História:Tragédia na lagoa de João Pessoa 1975‏

Na tarde de domingo do dia 25 de agosto de 1975, o jornalista Gilvan de Brito teve um sonho nebuloso: nas brumas oníricas, estava com amigos que já haviam morrido e sendo perseguido por criaturas de olhos flamejantes com rostos enfurecidos.
Não sabia ele que o presságio se desdobraria para a realidade naquele Dia do Soldado, no auge da Ditadura Militar no país. Para celebrar a data, o exército promoveu durante a semana, a céu aberto, uma exposição no Parque Solon de Lucena, em João Pessoa. O evento mostrava equipamentos bélicos obsoletos, usados na Primeira Guerra Mundial, com algumas armas, metralhadoras, tanque ‘mata-mosquito’ e fotos espalhadas entre o Cassino da Lagoa e a subida da rua Sinésio Guimarães.

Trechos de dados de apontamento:

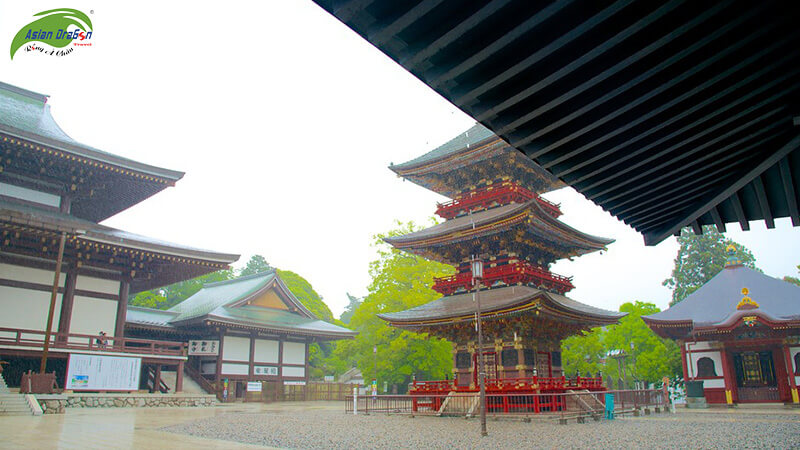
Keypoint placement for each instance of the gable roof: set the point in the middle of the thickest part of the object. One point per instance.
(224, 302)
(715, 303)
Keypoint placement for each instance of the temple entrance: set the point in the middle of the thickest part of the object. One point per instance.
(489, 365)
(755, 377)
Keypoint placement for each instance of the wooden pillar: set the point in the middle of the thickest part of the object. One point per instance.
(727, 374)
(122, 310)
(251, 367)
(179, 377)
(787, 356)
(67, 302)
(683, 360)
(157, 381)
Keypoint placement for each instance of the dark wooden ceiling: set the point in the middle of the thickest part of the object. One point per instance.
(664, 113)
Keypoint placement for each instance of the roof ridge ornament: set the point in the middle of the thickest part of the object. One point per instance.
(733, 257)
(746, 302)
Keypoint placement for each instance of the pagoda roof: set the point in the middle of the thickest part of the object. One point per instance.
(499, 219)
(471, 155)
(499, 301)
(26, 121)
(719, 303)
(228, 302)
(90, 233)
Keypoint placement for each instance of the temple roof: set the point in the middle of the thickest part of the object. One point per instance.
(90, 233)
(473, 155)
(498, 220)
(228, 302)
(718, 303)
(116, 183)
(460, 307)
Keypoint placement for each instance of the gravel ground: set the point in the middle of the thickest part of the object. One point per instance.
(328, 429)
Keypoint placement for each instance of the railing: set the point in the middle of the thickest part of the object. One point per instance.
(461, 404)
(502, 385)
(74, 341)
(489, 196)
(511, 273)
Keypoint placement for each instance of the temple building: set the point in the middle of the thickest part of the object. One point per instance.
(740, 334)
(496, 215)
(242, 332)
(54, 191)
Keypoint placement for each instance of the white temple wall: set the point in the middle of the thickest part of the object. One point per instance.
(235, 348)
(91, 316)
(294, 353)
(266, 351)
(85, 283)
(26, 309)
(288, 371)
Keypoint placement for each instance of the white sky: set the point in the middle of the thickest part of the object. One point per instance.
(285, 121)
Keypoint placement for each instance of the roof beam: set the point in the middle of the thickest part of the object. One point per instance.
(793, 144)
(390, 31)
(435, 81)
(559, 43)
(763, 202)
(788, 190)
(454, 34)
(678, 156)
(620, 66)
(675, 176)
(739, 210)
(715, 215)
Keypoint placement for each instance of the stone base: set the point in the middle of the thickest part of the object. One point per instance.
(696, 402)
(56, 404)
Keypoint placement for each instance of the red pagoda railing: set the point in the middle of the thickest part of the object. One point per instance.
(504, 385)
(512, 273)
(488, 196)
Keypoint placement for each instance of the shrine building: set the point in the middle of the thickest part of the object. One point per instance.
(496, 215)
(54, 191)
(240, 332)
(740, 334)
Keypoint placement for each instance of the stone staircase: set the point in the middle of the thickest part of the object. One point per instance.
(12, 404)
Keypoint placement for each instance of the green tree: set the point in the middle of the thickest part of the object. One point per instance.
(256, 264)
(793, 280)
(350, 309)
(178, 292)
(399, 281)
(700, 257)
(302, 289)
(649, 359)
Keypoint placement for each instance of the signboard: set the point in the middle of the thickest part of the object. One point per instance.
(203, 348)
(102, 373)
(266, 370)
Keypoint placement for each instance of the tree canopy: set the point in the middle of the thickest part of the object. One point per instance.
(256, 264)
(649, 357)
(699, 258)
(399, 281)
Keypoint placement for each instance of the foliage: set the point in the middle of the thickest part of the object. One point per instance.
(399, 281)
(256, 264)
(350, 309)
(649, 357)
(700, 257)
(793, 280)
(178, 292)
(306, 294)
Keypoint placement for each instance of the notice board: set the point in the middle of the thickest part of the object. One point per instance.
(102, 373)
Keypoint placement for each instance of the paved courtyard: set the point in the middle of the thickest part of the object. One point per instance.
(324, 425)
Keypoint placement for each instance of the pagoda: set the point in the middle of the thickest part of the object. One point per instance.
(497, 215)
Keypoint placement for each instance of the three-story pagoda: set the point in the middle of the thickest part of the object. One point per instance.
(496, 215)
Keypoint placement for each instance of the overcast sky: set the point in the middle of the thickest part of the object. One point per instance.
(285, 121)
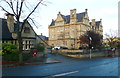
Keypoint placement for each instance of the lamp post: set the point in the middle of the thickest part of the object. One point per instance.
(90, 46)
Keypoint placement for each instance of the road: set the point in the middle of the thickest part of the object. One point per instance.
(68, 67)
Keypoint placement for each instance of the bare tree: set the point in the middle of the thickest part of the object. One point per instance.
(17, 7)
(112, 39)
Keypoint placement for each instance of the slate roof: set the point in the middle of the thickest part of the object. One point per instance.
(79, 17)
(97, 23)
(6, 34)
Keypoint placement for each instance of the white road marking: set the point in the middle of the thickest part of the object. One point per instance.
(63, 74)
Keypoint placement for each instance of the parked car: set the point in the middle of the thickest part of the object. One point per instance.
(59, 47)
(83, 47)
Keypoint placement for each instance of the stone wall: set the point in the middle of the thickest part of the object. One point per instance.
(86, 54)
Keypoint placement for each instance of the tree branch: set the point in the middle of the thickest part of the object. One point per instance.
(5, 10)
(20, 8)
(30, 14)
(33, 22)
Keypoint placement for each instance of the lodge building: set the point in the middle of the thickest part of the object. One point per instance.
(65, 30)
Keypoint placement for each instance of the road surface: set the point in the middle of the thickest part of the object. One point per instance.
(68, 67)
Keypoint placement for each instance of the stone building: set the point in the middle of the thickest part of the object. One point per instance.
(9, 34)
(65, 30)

TRABALHO PEDIDO:
1. Passe para o inglês esta frase do texto sobre a tragédia na lagoa: "Para celebrar a data, o exército promoveu durante a semana, a céu aberto, uma exposição no Parque Solon de Lucena, em João Pessoa."
2. Prossiga com o texto sobre a tragédia na lagoa de João Pessoa, começando logo depois da última frase.
Os registros são um material à parte, sem ligação com o texto.

RESPOSTAS:
1. To celebrate the date, the army held an open-air exhibition during the week at Solon de Lucena Park, in João Pessoa.

2.
Gilvan não se animou com a ideia de sua mulher de levar seus três filhos para apreciar tal exposição, principalmente por se lembrar das inúmeras vezes que era convocado pela junta militar para explicar seus textos jornalísticos.
Chegando lá, a principal atração era uma espécie de embarcação de porte médio chamada portada, instalada nas águas da lagoa. “Pode ver nas fotos de Djalma Góes da época, a lotação normal do barco, que era de 60 pessoas. Na última viagem tinha quase 200 passageiros em pé, 95 por cento de crianças”, relata Gilvan ao JORNAL DA PARAÍBA.
O sol já se punha quando a portada começou a afundar no meio do trajeto. “Eu presenciei, fui à rádio dar a notícia e quando voltei, ainda vi o barco afundar”, relembra o jornalista. “Os bombeiros ouviram meu chamamento e chegaram em quatro minutos porque a corporação funcionava bem pertinho, à rua Maciel Pinheiro. Foi só subir o Ponto de Cem Réis e descer pela Padre Meira, a rua mais próxima do ocorrido.”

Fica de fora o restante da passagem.